◆ **Instructions to follow**:
Output as a numbered list the lines of the listing below, starting with the line containing "Task: Tag the woman with red" and running through the last line of the listing, leaving out blank lines.

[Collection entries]

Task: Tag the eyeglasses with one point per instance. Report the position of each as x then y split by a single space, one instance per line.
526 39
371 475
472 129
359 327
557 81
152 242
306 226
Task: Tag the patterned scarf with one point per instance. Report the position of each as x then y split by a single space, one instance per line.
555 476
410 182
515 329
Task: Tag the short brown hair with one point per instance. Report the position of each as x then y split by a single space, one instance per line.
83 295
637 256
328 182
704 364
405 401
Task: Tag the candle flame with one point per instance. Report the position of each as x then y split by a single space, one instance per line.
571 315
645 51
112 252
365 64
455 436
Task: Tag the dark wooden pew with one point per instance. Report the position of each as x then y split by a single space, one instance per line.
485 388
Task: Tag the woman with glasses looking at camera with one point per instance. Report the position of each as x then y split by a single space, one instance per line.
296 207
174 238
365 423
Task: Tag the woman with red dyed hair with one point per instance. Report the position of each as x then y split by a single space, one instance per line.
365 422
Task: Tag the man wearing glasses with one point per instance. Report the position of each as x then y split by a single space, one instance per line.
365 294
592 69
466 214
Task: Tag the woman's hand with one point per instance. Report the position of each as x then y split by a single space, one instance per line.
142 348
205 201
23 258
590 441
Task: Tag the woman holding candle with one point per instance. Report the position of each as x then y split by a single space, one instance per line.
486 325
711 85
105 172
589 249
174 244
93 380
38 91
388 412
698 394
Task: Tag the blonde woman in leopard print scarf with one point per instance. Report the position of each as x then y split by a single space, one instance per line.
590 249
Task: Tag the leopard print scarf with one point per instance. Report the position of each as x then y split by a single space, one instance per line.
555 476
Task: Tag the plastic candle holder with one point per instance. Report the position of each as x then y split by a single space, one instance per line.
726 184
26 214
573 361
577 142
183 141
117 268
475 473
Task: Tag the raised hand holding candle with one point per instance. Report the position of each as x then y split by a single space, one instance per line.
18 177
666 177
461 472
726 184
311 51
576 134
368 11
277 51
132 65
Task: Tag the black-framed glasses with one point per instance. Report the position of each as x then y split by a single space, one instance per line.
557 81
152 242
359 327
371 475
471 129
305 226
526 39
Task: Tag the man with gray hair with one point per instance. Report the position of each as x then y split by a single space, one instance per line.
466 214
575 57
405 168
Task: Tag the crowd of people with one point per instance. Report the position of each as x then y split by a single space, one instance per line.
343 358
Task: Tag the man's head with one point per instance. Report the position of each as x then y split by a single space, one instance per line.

◆ **Task response**:
1. Task: Tag the woman with red dyed hair with one point per instance. Report the position of each as x then y split by a single space, one instance per line.
2. 365 422
3. Task: Tag the man wearing glasses with one point per instance. Report the position of each as x then y split by a single space, one instance per line.
4. 365 294
5. 592 69
6. 466 214
7. Task: Tag the woman's hand with one point per instance. Report the position of each as x then y split by a single space, one instance per line.
8. 142 348
9. 205 201
10. 23 258
11. 590 441
12. Task: Tag the woman holding candle with one point per instance. Report the position of each as x then y split by a single space, one instance per line.
13. 486 325
14. 711 85
15. 105 172
16. 589 249
17. 174 244
18. 93 380
19. 38 91
20. 388 412
21. 698 394
22. Task: Tag the blonde woman in leopard print scarf with one point per instance. Report the position of each as x then y split by a single space, one instance per line.
23. 590 249
24. Task: Tag the leopard print scarf with one point per instance. Report the position of each as x then y split by a single space, one instance per line.
25. 555 476
26. Task: Tag the plastic candle holder with one point per instance. Report the position of each as x then y split by a single space, one instance per line.
27. 726 184
28. 26 214
29. 573 361
30. 577 142
31. 183 141
32. 117 268
33. 475 473
34. Task: Tag the raised hand holding candle with one point per instance. Report the position of each as x then y split by a single space, one instance per line.
35. 18 177
36. 666 177
37. 461 472
38. 726 184
39. 311 51
40. 576 134
41. 368 11
42. 277 51
43. 132 65
44. Task: Tag the black-framed glasses with one point per instance. Report the position of each as x then y split by a single space, one instance per line.
45. 557 81
46. 152 242
47. 359 327
48. 371 475
49. 471 129
50. 305 226
51. 526 39
52. Task: Tag the man with gray hair with one point per instance. Report the position of each as x then y split by a single space, one instance per line.
53. 466 214
54. 575 57
55. 405 168
56. Task: Tag the crowd of people with one point per instance. Report the position of each as x then y split by a single space, one instance per line.
57. 343 358
58. Task: Tag the man's head with one point per instance. Report the position of each as x then y split by a single space, one instance per line.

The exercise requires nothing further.